Saved entries:
※ ※ ※

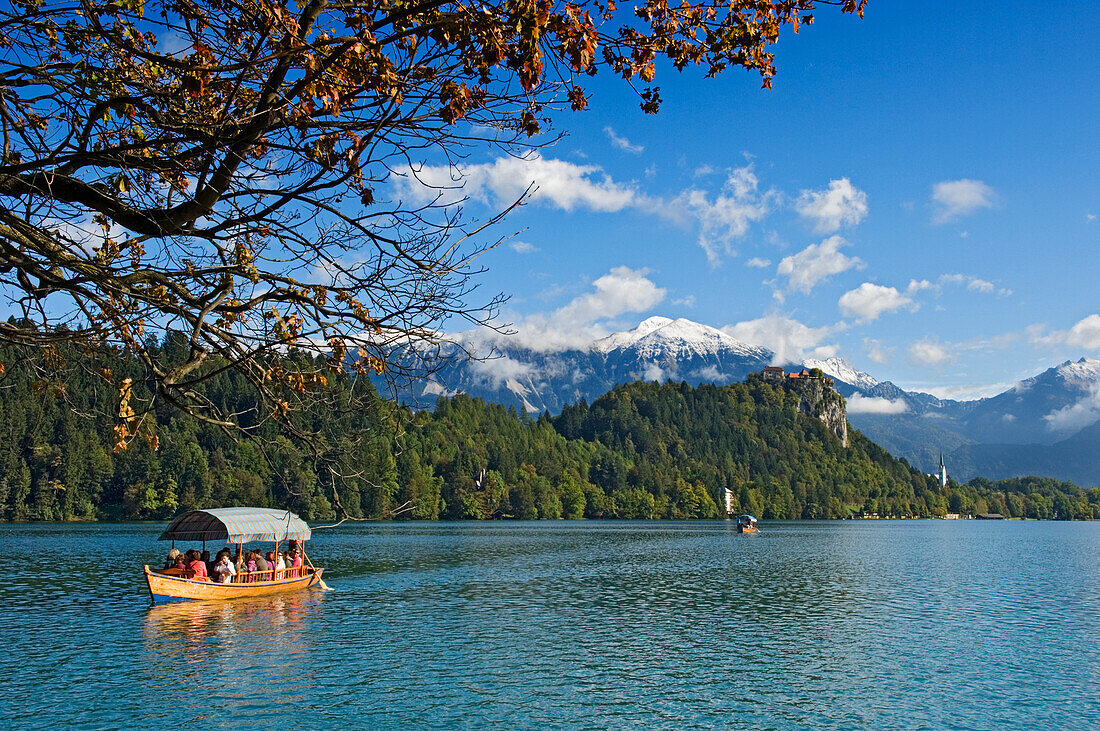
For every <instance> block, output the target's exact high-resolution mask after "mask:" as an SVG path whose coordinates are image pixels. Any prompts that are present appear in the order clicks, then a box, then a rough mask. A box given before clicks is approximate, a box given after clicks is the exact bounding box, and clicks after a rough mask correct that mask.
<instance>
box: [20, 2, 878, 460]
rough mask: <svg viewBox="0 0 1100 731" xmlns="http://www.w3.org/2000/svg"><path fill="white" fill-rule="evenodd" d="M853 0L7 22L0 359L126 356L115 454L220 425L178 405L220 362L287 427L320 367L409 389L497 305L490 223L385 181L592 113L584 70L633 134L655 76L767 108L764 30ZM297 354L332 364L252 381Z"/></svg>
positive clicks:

※ ※ ※

Work order → Copy exactly the lines from the first line of the records above through the line with "box: [20, 2, 878, 460]", both included, and nothing else. Pictures stay out.

Task solution →
For every <instance> block, output the target's exact high-resolution mask after "mask:" as an SVG path whose coordinates are image pixels. Any prompts that are present appear in the order clicks, then a box, then a rough mask. A box given before clicks is approximate, a box given after clicks is the exact bounding box, and clicks after a rough mask correct that mask.
<instance>
box: [20, 2, 878, 460]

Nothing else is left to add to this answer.